§ **Work to complete**
[1] List every type strain designation given for the species in the Legionella feeleii text.
[2] Pick up the Legionella feeleii text after its final sentence and keep writing.

§ **Document extract**
BEGIN

Legionella feeleii

Scientific classification
- Domain: Bacteria
- Kingdom: Pseudomonadati
- Phylum: Pseudomonadota
- Class: Gammaproteobacteria
- Order: Legionellales
- Family: Legionellaceae
- Genus: Legionella
- Species: L. feeleii
- Binomial name: Legionella feeleii Herwaldt et al. 1984
- Type strain: ATCC 35072, CCUG 16417, CIP 103877, DSM 17645, Goorman WO-44C, NCTC 12022, WO-44C

= Legionella feeleii =

- Genus: Legionella
- Species: feeleii
- Authority: Herwaldt et al. 1984

Species of bacterium

Legionella feeleii is a Gram-negative, rod-shaped bacterium from the genus Legionella which was isolated from an automobile plant and which was held responsible for causing Pontiac fever in 317 workers. The organism did not grow on blood agar, required L-cysteine, and showed significant quantities of branched-chain fatty acids. More recently, an unusual, extrapulmonary case was described in a 66-year-old woman admitted to Hopital Nord, Marseille, France because of a complicated cellulitis and an abscess on her right leg following a suspected insect or spider bite.

END

§ **Records contained in a dataset**
BEGIN

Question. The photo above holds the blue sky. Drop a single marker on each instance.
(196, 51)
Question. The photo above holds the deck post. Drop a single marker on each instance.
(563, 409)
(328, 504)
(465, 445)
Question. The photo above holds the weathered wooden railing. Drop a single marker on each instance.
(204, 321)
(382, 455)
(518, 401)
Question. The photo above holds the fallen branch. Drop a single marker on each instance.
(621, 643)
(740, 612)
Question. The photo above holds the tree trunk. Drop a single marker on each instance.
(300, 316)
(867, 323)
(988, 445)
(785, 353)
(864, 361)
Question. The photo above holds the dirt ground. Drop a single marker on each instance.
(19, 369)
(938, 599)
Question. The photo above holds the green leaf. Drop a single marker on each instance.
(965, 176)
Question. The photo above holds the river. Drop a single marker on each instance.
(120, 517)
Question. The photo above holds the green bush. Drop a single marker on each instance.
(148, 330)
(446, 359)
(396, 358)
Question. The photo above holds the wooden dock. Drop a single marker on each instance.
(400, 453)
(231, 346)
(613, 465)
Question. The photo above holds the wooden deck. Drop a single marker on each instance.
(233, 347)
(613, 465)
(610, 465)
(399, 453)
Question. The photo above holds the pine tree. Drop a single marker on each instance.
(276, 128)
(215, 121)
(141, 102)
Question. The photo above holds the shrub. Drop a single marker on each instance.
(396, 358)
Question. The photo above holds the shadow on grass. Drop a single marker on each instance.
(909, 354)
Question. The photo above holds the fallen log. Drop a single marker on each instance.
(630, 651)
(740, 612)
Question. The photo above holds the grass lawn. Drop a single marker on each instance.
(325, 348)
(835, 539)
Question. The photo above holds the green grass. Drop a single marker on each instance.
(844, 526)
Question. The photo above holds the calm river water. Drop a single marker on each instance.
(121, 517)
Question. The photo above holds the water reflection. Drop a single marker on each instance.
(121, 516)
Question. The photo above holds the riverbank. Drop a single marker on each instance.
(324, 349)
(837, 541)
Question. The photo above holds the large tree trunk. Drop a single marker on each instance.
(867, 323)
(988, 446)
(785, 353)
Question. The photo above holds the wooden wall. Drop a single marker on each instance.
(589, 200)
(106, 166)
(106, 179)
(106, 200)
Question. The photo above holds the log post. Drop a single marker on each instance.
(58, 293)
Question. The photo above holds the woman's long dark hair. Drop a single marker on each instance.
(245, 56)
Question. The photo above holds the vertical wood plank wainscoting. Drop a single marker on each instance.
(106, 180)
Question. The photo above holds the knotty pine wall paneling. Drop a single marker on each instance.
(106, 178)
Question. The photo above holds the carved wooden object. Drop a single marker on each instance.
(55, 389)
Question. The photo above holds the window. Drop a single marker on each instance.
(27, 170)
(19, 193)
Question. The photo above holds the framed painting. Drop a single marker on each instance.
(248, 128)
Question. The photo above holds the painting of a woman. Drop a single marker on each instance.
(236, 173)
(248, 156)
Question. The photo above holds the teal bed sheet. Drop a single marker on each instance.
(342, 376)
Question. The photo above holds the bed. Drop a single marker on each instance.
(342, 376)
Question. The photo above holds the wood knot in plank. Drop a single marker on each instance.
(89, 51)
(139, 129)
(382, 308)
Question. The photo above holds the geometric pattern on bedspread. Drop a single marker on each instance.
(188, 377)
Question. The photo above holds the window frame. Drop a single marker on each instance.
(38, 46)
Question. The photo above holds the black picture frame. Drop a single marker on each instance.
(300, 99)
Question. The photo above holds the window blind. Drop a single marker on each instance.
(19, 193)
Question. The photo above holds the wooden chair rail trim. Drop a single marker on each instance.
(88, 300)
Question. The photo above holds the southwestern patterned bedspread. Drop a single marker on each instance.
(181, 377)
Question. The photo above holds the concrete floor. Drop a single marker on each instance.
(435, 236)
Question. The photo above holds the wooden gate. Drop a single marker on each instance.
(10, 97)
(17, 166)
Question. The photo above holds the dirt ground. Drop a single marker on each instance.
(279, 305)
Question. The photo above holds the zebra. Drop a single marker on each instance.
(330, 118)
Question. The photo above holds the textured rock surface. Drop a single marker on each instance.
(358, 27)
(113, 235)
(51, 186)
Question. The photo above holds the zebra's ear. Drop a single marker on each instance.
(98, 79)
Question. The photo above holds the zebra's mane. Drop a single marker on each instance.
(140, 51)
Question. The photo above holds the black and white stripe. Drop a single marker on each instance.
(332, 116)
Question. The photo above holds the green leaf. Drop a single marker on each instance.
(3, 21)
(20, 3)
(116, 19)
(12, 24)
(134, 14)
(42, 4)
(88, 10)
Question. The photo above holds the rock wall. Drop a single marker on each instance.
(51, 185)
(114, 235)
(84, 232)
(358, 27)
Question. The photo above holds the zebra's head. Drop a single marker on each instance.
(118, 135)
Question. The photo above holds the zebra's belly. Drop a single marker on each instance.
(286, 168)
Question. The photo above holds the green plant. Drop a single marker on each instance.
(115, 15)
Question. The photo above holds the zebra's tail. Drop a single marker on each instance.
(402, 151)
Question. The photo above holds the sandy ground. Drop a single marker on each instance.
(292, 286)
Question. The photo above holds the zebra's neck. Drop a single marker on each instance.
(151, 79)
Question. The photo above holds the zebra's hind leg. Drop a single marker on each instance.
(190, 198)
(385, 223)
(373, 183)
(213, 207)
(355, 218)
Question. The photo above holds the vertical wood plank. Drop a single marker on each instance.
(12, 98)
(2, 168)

END

§ **List of answers**
[1] ATCC 35072, CCUG 16417, CIP 103877, DSM 17645, Goorman WO-44C, NCTC 12022, WO-44C

[2]
In 2024 a few dozens people have been infected by Legionella feeleii during a music party/live dj set in Bologna, Italy in a building that was filled with water vapor for the purposes of the party itself. According to different sources from around 60 to more than 100 people had the typical Pontiac Fever symptoms'.